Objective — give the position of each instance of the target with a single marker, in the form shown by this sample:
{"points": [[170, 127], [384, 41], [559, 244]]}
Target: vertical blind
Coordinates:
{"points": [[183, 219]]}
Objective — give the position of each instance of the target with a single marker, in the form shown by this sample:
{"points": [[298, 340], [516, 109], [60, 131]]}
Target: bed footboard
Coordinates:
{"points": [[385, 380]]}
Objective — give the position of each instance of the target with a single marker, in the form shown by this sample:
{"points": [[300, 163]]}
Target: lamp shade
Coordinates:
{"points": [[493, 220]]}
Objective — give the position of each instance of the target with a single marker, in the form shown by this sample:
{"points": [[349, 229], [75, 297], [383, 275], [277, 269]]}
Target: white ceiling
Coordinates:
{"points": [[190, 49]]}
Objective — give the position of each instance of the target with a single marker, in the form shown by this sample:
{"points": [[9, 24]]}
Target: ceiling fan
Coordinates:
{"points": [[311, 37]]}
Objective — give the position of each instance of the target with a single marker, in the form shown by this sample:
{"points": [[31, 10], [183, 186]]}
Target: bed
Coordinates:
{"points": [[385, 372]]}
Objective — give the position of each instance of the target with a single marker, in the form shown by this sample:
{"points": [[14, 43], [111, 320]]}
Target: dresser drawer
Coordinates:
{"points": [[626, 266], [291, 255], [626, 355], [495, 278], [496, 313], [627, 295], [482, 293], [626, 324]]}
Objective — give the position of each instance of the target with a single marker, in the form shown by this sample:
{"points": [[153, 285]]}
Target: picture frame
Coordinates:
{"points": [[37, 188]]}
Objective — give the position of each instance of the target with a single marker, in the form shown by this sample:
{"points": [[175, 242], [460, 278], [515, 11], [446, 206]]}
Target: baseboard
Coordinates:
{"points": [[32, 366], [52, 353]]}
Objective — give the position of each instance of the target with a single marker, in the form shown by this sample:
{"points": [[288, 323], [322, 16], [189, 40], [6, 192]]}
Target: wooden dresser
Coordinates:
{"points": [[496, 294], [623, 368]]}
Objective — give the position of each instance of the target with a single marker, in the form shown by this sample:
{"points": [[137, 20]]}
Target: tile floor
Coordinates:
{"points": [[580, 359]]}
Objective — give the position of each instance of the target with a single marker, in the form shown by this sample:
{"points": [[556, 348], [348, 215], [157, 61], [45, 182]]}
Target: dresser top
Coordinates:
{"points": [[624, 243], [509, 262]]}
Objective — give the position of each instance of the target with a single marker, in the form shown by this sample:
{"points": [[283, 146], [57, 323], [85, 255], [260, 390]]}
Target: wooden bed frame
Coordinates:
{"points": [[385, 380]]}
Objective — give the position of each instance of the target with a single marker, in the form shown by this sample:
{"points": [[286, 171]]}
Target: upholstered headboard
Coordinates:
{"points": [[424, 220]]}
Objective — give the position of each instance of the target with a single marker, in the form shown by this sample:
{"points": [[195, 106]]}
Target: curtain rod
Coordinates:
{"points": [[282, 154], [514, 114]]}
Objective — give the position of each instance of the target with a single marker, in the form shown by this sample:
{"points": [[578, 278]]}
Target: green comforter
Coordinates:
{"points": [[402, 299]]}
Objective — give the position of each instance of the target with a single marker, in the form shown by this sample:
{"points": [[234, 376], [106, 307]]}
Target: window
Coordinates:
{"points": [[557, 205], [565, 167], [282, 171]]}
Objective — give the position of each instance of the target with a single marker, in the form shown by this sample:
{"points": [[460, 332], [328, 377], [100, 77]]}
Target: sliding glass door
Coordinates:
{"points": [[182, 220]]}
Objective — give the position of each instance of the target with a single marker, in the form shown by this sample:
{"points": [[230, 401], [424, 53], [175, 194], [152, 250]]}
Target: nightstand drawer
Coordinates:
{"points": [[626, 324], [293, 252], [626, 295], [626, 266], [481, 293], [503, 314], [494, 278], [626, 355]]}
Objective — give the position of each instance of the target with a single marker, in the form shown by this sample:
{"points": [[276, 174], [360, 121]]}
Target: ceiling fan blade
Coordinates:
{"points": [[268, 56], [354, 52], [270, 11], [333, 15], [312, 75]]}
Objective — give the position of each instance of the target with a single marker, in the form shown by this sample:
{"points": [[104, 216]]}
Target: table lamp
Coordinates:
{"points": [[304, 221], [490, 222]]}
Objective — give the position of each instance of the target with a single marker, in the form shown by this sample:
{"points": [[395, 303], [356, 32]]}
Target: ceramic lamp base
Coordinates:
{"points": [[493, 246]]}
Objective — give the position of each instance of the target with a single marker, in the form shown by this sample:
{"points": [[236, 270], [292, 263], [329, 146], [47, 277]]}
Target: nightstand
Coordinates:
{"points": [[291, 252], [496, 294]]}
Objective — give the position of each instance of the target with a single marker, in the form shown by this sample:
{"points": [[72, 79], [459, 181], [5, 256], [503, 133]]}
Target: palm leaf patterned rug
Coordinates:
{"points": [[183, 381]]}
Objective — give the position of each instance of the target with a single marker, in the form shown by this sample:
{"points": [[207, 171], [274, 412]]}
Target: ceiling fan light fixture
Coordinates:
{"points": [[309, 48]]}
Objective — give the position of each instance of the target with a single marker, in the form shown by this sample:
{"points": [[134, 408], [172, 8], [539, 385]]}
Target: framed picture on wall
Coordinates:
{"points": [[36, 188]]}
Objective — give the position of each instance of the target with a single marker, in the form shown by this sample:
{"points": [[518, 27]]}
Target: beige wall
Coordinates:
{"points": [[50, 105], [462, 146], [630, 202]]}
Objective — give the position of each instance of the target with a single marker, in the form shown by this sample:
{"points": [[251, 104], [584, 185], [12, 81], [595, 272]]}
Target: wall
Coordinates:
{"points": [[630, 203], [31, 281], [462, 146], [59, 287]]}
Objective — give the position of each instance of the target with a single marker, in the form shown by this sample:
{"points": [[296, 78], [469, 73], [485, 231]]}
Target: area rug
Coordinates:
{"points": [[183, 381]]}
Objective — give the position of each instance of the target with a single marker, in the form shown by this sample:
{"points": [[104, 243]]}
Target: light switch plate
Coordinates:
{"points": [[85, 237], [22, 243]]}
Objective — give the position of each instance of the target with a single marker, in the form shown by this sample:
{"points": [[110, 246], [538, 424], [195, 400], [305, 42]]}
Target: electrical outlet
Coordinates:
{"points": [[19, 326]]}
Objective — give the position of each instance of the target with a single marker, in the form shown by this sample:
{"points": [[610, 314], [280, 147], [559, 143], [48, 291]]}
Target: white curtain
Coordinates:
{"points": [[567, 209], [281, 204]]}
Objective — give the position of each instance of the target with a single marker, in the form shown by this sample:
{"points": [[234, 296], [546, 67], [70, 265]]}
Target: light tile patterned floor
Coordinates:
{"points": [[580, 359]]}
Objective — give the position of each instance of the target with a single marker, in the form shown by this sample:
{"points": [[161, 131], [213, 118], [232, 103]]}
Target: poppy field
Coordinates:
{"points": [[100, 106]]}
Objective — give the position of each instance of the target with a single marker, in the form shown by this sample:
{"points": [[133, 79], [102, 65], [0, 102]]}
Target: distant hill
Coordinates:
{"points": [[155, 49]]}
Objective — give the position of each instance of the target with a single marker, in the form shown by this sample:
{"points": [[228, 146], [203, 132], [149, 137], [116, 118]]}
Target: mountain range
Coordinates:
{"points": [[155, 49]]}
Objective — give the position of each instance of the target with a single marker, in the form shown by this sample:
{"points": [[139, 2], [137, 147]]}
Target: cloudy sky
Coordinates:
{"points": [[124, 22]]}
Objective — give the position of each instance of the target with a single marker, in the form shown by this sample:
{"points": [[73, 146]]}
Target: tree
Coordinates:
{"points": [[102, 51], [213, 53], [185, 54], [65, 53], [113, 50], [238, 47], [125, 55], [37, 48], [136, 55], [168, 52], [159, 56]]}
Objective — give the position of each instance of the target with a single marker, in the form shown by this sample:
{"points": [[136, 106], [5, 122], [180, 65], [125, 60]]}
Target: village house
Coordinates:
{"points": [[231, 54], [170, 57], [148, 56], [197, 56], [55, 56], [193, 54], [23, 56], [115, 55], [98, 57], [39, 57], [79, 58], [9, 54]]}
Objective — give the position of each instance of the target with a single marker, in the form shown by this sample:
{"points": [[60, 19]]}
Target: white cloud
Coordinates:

· · · · · · ·

:: Short problem ::
Pick out every line of the material above that contains the string "nightstand".

:: Output of the exercise ::
Target: nightstand drawer
Target: nightstand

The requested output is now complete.